Source data START

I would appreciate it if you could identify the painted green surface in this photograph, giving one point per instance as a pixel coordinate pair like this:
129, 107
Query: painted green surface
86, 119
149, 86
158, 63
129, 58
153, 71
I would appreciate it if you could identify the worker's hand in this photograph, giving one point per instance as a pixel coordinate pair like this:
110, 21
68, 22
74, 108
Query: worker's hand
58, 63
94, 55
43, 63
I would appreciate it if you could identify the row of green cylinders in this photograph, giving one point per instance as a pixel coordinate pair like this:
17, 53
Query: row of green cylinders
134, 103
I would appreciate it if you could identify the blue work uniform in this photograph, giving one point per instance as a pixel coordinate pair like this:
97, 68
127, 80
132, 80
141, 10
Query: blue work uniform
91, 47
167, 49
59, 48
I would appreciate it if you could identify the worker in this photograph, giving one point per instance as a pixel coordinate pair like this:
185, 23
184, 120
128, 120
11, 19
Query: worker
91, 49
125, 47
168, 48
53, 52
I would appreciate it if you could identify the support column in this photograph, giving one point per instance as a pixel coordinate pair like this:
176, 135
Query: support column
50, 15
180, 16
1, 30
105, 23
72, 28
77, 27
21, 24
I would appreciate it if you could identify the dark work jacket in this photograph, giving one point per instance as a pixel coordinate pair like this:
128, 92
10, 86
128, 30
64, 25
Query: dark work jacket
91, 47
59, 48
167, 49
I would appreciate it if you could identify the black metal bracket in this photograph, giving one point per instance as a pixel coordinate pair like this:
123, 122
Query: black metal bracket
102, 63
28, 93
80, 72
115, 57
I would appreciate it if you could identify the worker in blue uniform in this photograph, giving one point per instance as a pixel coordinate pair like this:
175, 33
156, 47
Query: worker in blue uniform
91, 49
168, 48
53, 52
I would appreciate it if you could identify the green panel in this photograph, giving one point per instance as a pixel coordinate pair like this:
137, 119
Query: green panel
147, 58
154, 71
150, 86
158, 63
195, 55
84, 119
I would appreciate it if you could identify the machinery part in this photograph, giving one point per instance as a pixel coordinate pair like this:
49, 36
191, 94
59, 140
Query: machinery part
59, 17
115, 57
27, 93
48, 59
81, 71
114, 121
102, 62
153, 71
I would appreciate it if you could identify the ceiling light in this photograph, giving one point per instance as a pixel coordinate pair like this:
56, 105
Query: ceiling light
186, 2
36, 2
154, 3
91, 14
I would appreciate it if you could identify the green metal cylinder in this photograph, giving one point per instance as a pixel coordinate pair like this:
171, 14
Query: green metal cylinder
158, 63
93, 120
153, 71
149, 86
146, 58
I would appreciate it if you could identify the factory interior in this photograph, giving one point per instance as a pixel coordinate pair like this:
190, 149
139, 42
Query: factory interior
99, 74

Source data END

What the task asks: Repeat the listing exactly, leaving nothing out.

Result of this task:
I would appreciate it if you could identify the painted green surface in this photograph, giving one point per instance as a pixel coordinate pair like this:
129, 107
Query: painted green surface
86, 119
149, 86
158, 63
129, 58
153, 71
I would appreciate it if you could identify the worker's hand in this photograph, giving one point per instance as a pixel coordinate pair like this:
110, 21
68, 22
74, 108
Query: worker's hand
58, 63
94, 55
43, 63
I would appreciate it if you could identify the row of green cylinders in this photograph, giving one point per instance as a pixel coordinate pair like this:
17, 53
Query: row of green cylinders
134, 103
I would appreciate it if you could identify the blue work uniform in this photograph, giving one point per instance as a pixel coordinate pair like this:
97, 68
127, 80
132, 80
141, 10
Query: blue work uniform
91, 47
167, 49
59, 48
I would appreciate it if you could identify the worker in this photograph, giving one point per instance as a pixel coordinate pair like this:
185, 23
184, 120
128, 120
11, 19
Query: worker
91, 49
125, 47
168, 48
53, 52
I would appreciate it if you could identify the support column in this photograph, giving one point per instance as a pixel coordinate pair like this:
176, 135
Query: support column
50, 15
180, 16
1, 30
105, 23
72, 28
77, 27
21, 24
I would appreciate it if you could identify the dark work jacket in this photograph, giving one point per instance as a pixel coordinate pair like this:
128, 92
10, 86
128, 30
64, 25
Query: dark work jacket
91, 47
59, 48
167, 49
I would appreciate it if you could identify the black metal bracket in this photograph, giving one point per instance as a pixel coordinate pair like this:
123, 122
Query: black metal bracket
102, 63
28, 93
80, 72
115, 57
I would appreciate it if you could identify the worker in blue uniform in this photograph, giving one point per instance as a pixel coordinate pair like this:
175, 33
156, 47
Query: worker in blue uniform
91, 49
168, 48
53, 52
I would appreciate it if you could identify the green panel in this photograph, giving one point per instance as a pixel coordinate pair like this:
137, 119
Query: green panel
147, 58
154, 71
150, 86
158, 63
195, 55
84, 119
I would appreciate it if you could identify the machinery part in this photograph, giving one point per instance as a pixel coordinate pair like this:
49, 36
191, 94
59, 140
Query: machinery part
59, 17
115, 57
27, 93
48, 59
81, 71
114, 121
102, 62
153, 71
I would appreciate it if you could identify the ceiling light in this photograph, giving one point per instance as a pixel coordinate pair like this:
56, 105
Query: ceiling light
186, 2
36, 2
154, 3
91, 14
I would appreciate it if you could identify the green metal cylinder in this photograph, giving one point per instance as a pixel coordinate pair like this:
171, 14
Query: green metal cylinder
158, 63
93, 120
153, 71
149, 86
146, 58
I would appreciate it if you could identify the factory interior in this photograph, giving one point per instance as a pixel coordinate pair like this:
190, 149
139, 42
Query: factory interior
99, 74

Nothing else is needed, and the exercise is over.